SOURCE EXTRACT:
A couple of years ago in the small hours of a Wednesday morning I found myself playing a rare $1/$2 session at the Venetian. I didn’t recognize anyone at the table, but not knowing the regulars in this room I wasn’t sure of the tourist-local balance. Since the game seemed pleasantly non-threatening I settled in.
Half an hour later I saw a fast-moving, glittering thing gliding towards the table. Once the thing had moved within my sphere of useful vision it revealed itself to be a young woman. She wore an over-sized ironic trucker’s hat with “LA” emblazoned on it in rhinestones, and carried a voluminous bag covered in dazzling sequins. She dived into the bag as she dropped into her seat, flicked three hundreds and a purple Grazie card at the dealer, and sighed heavily. I immediately dubbed her The bLAg Lady, even though I wasn’t sure where the capital letters belonged.
The nature of the game changed immediately. The limpy-cally make-a-hand routine was grabbed by the scruff of the neck by The bLAg Lady as she fired out raises, three-bets, and post-flop barrels. I felt like I should trade in my cowboy hat for an orange construction helmet. A combination of my starting hands and the fact I was going to bed in a couple of hours encouraged me to adopt the role of an interested spectator as The bLAg Lady ran the show.

DATA EXCERPT:
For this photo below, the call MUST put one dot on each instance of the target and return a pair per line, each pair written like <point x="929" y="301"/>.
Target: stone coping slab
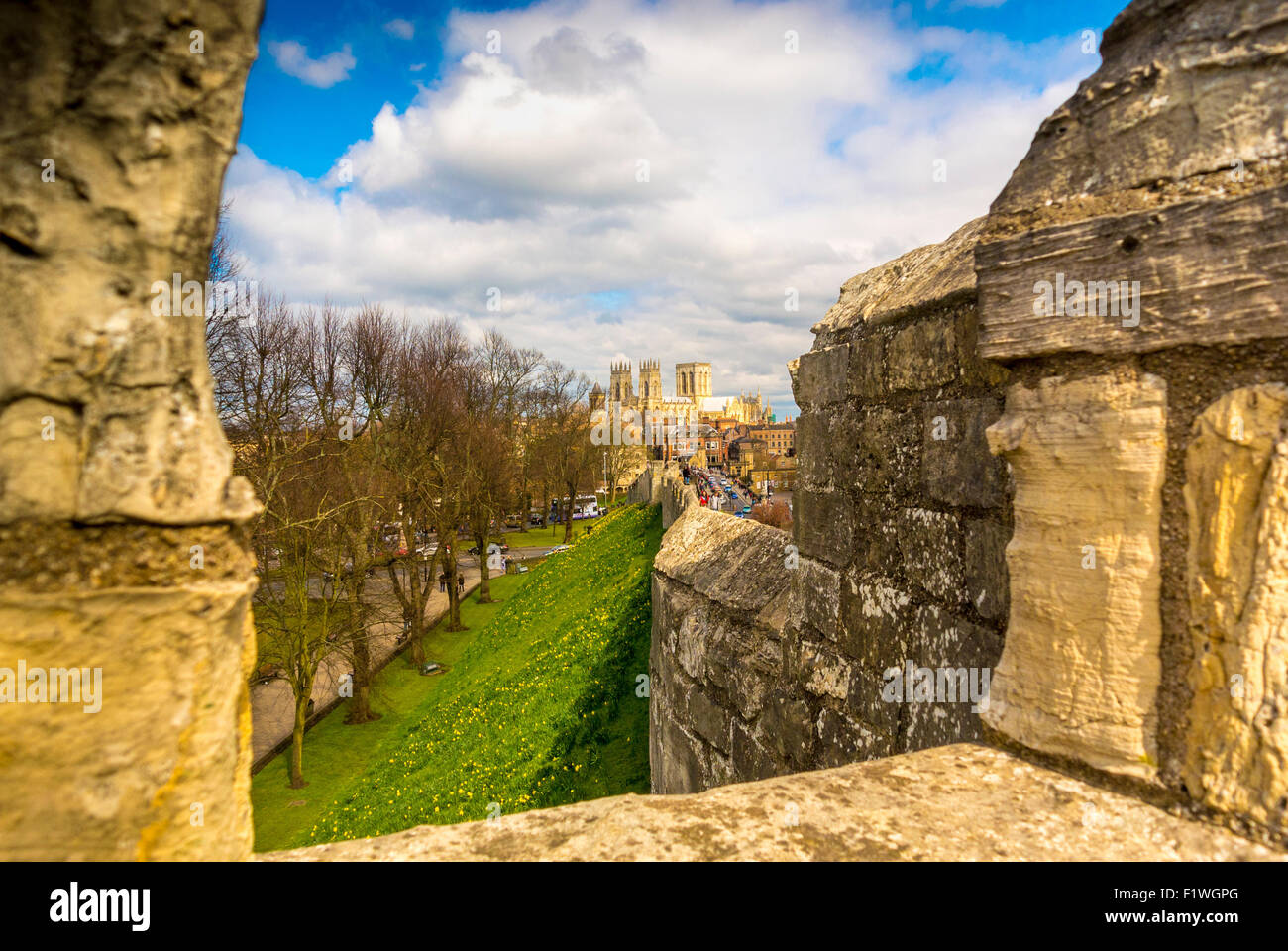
<point x="951" y="803"/>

TASK TO CARRY OUT: Write the next part of the account of the late-night poker game at the Venetian, starting right after its final sentence.

RESPONSE TO THE TASK:
Another heavy sigh and three more hundreds pulled from her eye-searing bag were the first sign things were not going well for The bLAg Lady. Based on the hands she had shown down I estimated she was opening about 30% from up front, pretty much anything on the button, and was auto-betting flops. She was also blazing away on the last two streets extremely light. This strategy was typically getting impaled on the top pairs of two gentlemen in the four and five seats who had been quietly chatting as they drank Stella Artois. I assumed they knew each other, but by their raised eyebrows had never run into a Los Angeles LAG in overdrive mode.
It turns out the second assumption may have been wrong. As the four-seat dragged in another pot with top pair, third kicker, The bLAg Lady turned an interesting shade of pink that clashed horribly with the sequins on her bag. Another three hundreds fluttered towards the dealer as she directed a gimlet glare that switched frenetically between the four- and five-seats. “When did Vegas players quit folding?” she spat irritably.
After a brief, awkward silence, the four-seat replied: “We’re from San Diego.”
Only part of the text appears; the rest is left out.